Конституция Муравьева требовала
отмены крепостного права, наделения
крестьян землей без всякого выкупа.
Все граждане России объявлялись
равноправными, чины и классы упразднялись.
Наилучшей для России формой правления
Муравьев считал конституционную монархию,
основанную на принципе разделения властей.
Законодательная власть (Народное вече)
состоит из двух палат. Избирательное
право принадлежит всем совершеннолетним
гражданам (за исключением лиц, находящихся
в частном услужении), имеющим
движимое и недвижимое имущество. Вся
деятельность монарха контролируется
представительным органом. Государственное
устройство — федеративное. Судебная
власть отделена от административной.
Муравьев осуждал пестелевскую идею
временной революционной диктатуры,
создающей условия для произвола
и беззакония.
90. Политико-правовая идеология революционного
демократизма (Н.А. Добролюбов, А.И. Герцен,
Н.Г. Чернышевский).
Основные
положения теории "русского социализма"

****************************************

▶ _Суть задания_: Воспроизведите дословно отрывок из текста о конституции Муравьева, начиная со слов «Законодательная власть (Народное» и заканчивая словами «и беззакония.».

▶ _Сохранённые записи_:
****************************************

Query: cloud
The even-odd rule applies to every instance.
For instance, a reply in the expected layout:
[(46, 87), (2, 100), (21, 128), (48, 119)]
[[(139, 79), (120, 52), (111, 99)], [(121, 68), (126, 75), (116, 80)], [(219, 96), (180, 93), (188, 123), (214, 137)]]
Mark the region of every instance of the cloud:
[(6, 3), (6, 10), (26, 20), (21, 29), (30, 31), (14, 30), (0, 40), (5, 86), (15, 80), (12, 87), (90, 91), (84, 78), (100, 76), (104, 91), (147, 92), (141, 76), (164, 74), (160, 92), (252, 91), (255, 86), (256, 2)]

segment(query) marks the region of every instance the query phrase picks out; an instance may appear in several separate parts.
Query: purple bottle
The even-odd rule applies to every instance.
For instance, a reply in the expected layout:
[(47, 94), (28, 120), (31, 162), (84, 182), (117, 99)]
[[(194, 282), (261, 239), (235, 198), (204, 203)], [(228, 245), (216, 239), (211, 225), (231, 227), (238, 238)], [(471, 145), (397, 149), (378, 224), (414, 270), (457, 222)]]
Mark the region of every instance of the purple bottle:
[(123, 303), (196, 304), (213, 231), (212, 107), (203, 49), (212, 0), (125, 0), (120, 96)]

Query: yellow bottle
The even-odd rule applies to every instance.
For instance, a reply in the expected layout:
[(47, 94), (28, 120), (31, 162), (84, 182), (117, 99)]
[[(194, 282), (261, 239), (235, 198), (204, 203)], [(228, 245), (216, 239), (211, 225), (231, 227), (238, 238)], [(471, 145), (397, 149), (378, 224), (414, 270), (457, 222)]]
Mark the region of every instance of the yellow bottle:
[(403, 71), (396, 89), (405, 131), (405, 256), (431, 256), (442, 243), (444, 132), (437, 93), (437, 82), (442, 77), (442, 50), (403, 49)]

****************************************

▶ _Полный ответ_:
Законодательная власть (Народное вече)
состоит из двух палат. Избирательное
право принадлежит всем совершеннолетним
гражданам (за исключением лиц, находящихся
в частном услужении), имеющим
движимое и недвижимое имущество. Вся
деятельность монарха контролируется
представительным органом. Государственное
устройство — федеративное. Судебная
власть отделена от административной.
Муравьев осуждал пестелевскую идею
временной революционной диктатуры,
создающей условия для произвола
и беззакония.